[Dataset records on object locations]
+++++
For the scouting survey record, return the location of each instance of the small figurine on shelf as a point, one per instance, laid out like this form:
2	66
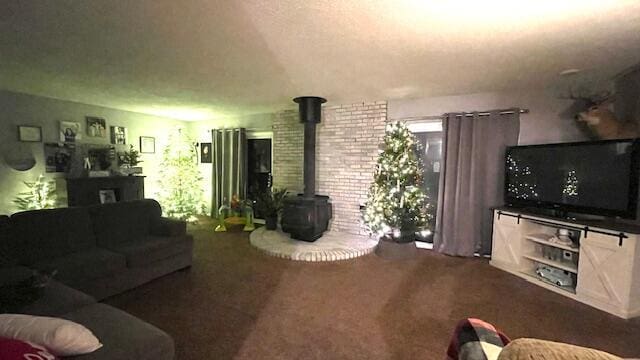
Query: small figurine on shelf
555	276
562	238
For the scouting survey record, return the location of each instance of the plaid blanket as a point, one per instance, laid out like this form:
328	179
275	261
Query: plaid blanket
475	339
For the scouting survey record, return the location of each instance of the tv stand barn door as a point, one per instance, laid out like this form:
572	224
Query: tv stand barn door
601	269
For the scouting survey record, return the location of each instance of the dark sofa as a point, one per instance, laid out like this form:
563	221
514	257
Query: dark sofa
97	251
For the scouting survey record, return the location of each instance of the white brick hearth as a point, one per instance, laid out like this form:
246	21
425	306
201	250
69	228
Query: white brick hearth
+++++
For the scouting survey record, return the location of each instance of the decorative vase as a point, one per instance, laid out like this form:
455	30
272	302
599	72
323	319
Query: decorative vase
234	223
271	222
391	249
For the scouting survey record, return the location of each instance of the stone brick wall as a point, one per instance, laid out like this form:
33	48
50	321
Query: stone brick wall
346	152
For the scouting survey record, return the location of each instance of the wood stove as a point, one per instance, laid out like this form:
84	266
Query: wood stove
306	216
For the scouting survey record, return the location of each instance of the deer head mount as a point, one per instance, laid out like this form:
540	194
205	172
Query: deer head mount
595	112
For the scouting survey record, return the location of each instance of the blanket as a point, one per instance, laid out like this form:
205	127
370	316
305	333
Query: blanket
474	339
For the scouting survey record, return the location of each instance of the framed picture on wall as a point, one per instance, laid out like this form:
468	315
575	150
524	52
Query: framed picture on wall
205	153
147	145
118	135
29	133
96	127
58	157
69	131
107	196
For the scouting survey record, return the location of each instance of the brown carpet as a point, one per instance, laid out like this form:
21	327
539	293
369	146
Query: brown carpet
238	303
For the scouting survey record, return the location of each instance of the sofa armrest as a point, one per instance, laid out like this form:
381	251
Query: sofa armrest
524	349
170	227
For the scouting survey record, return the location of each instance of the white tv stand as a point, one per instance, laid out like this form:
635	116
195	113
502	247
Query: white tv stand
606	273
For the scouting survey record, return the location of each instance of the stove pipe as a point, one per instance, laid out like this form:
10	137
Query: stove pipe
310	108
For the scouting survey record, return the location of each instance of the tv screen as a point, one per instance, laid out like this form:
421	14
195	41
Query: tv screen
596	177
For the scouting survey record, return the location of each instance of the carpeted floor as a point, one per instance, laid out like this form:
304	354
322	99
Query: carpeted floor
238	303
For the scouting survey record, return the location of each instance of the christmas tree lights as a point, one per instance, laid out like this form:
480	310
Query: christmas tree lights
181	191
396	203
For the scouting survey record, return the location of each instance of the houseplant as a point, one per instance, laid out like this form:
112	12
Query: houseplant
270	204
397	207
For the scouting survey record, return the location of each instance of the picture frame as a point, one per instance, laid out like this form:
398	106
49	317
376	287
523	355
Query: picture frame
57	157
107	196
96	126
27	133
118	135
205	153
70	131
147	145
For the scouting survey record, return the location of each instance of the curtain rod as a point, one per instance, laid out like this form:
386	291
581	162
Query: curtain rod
+++++
# [Task description]
Count the lines above that contain the string "blanket", with case taken into account. Reply with the number only.

# [Task output]
4